§ **WHAT IS BEING ASKED**
Tally how many lines in the items below contain the string "window", matching case exactly, and reply with only that number.
===
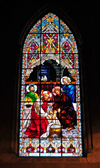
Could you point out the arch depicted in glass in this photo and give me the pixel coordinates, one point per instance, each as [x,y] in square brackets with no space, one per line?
[50,111]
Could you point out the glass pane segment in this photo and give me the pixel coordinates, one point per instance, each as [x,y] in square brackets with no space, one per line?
[32,44]
[50,24]
[68,44]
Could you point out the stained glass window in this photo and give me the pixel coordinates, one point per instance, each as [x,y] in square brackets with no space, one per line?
[50,110]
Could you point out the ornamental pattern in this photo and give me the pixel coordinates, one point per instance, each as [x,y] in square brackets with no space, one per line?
[50,122]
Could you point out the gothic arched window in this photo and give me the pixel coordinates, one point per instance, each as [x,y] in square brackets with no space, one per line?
[50,111]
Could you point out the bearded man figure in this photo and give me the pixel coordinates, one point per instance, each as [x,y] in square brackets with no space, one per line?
[63,108]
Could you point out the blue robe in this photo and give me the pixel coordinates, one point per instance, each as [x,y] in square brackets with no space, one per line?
[69,90]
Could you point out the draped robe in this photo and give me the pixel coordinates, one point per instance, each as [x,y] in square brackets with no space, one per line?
[38,124]
[67,113]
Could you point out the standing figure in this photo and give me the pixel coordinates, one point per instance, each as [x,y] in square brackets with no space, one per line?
[31,94]
[63,108]
[68,88]
[39,115]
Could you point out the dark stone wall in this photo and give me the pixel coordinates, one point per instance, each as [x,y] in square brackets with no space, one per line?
[15,15]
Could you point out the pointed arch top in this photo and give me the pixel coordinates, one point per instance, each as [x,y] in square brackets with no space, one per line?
[49,60]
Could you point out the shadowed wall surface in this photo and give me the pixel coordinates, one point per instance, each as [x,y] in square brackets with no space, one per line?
[15,16]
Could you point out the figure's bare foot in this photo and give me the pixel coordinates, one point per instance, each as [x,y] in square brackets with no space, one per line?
[49,117]
[69,128]
[50,112]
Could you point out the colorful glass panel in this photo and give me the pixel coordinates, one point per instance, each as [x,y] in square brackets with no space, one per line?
[50,109]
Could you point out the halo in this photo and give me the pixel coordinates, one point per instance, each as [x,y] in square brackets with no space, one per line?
[56,87]
[31,84]
[47,92]
[63,78]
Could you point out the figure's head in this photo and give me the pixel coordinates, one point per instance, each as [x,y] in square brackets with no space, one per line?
[65,80]
[31,88]
[46,96]
[57,91]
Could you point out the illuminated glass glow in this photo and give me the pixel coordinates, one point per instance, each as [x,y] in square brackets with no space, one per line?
[50,110]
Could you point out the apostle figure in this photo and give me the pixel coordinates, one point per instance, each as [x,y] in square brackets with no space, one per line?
[39,113]
[31,94]
[63,108]
[68,88]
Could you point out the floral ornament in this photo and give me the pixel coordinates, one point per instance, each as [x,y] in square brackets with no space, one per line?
[71,149]
[40,149]
[61,149]
[50,149]
[30,149]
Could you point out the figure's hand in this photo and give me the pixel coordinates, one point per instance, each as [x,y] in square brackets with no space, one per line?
[38,130]
[54,116]
[42,91]
[50,112]
[49,117]
[55,111]
[59,110]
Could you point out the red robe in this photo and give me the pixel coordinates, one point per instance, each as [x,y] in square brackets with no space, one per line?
[38,124]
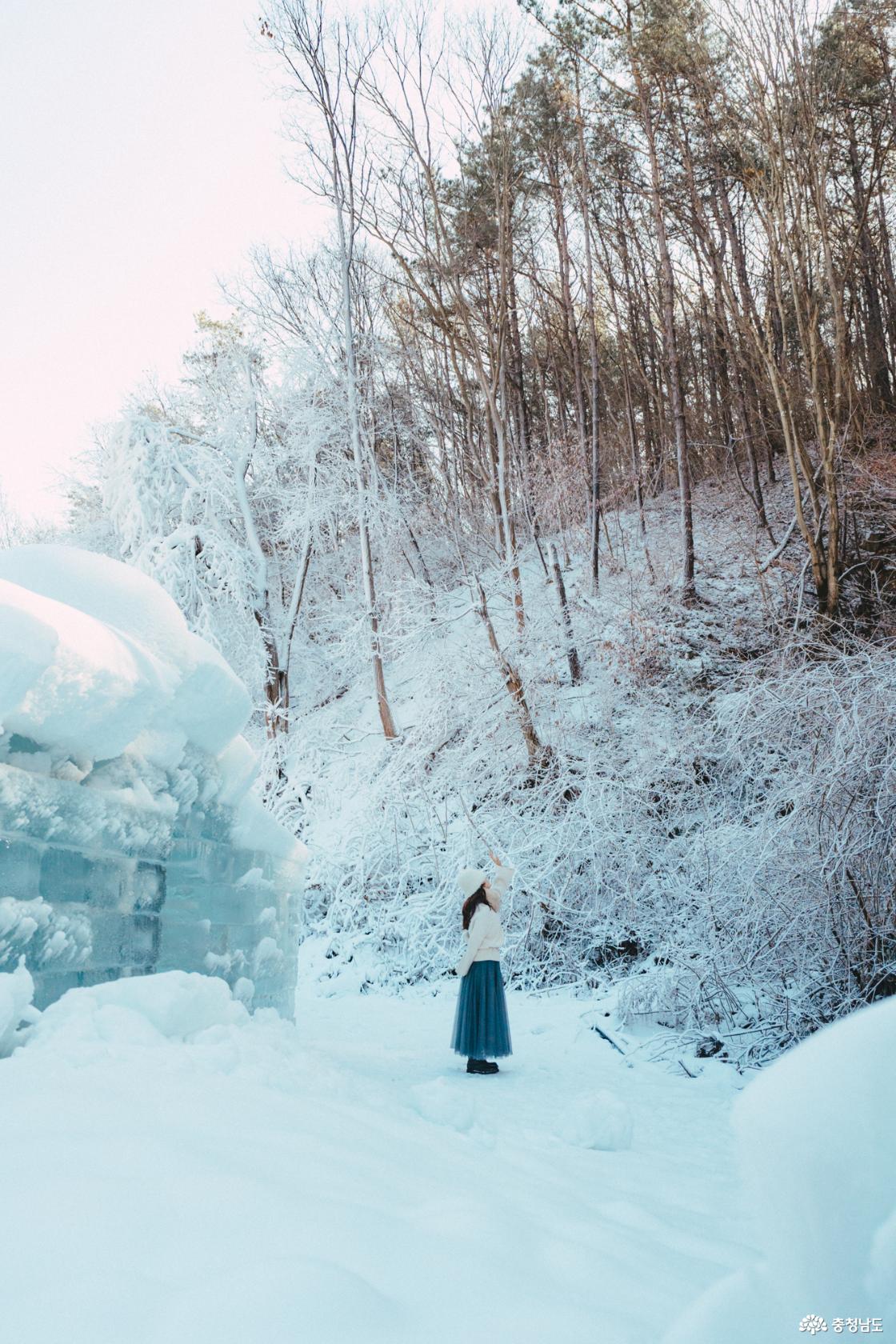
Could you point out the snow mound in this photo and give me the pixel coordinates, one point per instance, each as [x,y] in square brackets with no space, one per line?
[94,655]
[138,1011]
[818,1164]
[599,1121]
[443,1102]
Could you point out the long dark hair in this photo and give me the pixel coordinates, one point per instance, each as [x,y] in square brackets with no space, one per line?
[472,903]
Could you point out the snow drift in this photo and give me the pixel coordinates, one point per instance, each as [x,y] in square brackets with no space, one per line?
[818,1167]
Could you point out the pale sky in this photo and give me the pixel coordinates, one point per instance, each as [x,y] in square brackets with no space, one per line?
[140,158]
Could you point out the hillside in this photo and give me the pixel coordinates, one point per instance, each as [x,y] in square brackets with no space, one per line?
[710,835]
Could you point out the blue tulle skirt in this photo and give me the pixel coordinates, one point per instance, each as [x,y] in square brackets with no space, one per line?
[481,1027]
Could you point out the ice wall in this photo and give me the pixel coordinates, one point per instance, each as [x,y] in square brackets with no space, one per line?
[130,838]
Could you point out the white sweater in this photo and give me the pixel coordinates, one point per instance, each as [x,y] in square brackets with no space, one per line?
[486,934]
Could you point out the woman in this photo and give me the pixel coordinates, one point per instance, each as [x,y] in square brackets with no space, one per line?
[481,1026]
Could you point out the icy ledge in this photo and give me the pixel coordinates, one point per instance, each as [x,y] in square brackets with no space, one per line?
[130,838]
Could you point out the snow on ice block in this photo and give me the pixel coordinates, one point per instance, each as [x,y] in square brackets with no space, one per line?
[93,695]
[112,650]
[599,1121]
[818,1164]
[16,994]
[445,1102]
[176,1004]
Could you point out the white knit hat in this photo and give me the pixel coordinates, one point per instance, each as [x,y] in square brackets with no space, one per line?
[470,881]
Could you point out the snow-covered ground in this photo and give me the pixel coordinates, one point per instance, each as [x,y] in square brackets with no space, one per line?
[176,1171]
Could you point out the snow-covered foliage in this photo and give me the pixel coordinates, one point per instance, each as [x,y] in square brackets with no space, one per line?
[714,827]
[714,831]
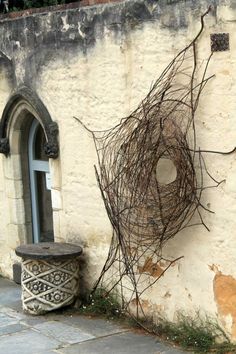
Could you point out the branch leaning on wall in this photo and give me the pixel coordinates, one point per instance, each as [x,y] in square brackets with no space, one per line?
[145,213]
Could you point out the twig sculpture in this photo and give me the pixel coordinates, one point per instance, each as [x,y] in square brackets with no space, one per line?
[145,213]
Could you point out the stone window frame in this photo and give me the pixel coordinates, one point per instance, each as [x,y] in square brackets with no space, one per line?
[22,107]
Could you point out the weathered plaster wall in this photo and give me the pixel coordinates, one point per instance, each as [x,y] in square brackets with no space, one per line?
[97,63]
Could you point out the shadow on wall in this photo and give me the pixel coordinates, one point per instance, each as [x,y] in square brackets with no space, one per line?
[15,5]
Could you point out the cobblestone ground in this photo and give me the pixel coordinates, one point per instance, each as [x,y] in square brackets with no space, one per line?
[66,333]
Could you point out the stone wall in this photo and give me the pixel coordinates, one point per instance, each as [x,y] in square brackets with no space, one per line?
[97,63]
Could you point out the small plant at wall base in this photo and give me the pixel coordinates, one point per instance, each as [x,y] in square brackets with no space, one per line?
[101,303]
[198,334]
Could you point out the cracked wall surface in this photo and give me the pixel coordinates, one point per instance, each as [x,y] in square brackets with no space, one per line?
[97,63]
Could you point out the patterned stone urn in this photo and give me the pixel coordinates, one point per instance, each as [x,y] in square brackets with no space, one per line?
[49,276]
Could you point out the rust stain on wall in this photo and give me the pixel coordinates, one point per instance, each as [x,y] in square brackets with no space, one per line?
[151,268]
[225,296]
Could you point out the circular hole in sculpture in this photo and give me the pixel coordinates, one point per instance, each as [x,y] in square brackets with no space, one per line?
[166,171]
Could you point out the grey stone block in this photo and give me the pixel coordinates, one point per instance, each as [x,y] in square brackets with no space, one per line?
[13,328]
[62,332]
[126,343]
[27,342]
[96,326]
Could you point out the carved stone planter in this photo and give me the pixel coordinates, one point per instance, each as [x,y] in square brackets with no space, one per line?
[49,277]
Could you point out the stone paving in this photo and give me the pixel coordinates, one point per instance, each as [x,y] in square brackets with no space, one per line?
[64,332]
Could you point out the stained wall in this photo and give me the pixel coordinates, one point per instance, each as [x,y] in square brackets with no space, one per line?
[97,63]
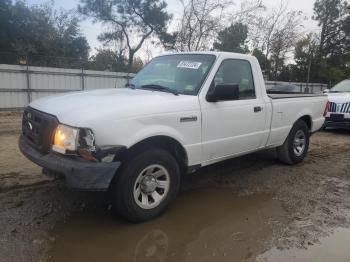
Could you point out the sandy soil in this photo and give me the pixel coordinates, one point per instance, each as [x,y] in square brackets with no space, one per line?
[308,202]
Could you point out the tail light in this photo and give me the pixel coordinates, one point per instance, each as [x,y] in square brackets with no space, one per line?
[326,108]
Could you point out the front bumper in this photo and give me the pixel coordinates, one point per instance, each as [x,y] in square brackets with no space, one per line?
[79,174]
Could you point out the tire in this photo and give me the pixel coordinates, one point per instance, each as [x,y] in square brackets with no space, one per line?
[291,154]
[139,192]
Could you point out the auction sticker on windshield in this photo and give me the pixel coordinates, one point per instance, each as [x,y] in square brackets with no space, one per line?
[189,64]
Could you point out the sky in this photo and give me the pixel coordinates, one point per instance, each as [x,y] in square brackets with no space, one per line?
[91,30]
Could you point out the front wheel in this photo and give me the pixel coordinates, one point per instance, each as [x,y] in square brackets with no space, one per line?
[295,147]
[146,185]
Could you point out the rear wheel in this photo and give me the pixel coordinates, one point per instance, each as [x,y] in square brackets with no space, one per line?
[295,147]
[146,184]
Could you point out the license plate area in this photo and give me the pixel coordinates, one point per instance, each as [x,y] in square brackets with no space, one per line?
[337,117]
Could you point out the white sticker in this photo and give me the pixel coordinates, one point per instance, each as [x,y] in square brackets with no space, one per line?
[189,64]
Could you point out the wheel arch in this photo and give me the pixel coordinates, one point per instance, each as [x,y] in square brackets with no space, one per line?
[170,144]
[307,119]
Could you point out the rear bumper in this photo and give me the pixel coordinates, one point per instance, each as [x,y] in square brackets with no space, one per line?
[79,174]
[345,123]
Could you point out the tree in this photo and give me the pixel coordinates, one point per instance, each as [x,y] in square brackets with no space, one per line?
[275,33]
[108,60]
[201,20]
[232,39]
[333,17]
[131,21]
[199,24]
[46,36]
[263,61]
[305,56]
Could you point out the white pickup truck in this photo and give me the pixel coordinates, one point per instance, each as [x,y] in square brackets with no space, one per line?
[179,113]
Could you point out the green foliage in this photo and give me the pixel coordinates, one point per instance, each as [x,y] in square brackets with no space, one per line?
[40,33]
[133,21]
[232,39]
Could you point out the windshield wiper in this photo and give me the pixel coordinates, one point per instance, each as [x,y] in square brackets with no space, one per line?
[160,88]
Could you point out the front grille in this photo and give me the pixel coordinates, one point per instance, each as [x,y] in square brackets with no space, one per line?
[339,108]
[38,128]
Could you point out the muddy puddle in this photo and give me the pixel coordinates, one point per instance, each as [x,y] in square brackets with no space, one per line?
[332,248]
[203,225]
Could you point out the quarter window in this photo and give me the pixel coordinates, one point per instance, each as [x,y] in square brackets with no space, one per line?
[239,72]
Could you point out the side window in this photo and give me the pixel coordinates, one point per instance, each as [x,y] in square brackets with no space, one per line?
[234,71]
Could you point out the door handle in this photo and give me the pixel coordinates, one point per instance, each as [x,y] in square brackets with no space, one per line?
[257,109]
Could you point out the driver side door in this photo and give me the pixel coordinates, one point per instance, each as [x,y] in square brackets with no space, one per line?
[235,126]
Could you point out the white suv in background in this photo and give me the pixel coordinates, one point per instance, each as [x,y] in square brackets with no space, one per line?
[339,105]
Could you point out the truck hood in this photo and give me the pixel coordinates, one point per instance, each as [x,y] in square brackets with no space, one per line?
[339,97]
[79,108]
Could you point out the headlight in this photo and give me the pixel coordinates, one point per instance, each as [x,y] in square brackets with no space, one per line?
[65,138]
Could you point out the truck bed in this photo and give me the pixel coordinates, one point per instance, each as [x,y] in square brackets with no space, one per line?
[280,95]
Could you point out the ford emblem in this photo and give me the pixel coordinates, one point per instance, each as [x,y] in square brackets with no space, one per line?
[30,126]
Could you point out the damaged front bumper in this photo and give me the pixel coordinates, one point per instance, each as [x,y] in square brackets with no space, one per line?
[78,173]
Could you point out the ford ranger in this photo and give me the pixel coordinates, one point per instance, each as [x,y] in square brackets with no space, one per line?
[179,113]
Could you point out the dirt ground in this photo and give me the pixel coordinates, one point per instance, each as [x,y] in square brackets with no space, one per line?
[247,209]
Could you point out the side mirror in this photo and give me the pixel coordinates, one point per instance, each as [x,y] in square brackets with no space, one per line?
[223,92]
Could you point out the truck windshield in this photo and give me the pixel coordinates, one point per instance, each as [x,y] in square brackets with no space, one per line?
[178,74]
[343,86]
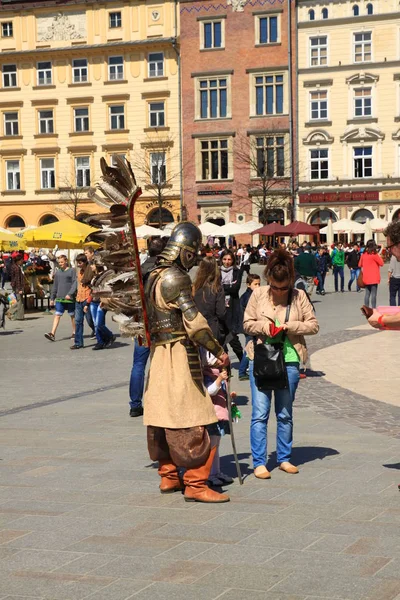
===
§ **IN RESPONSE**
5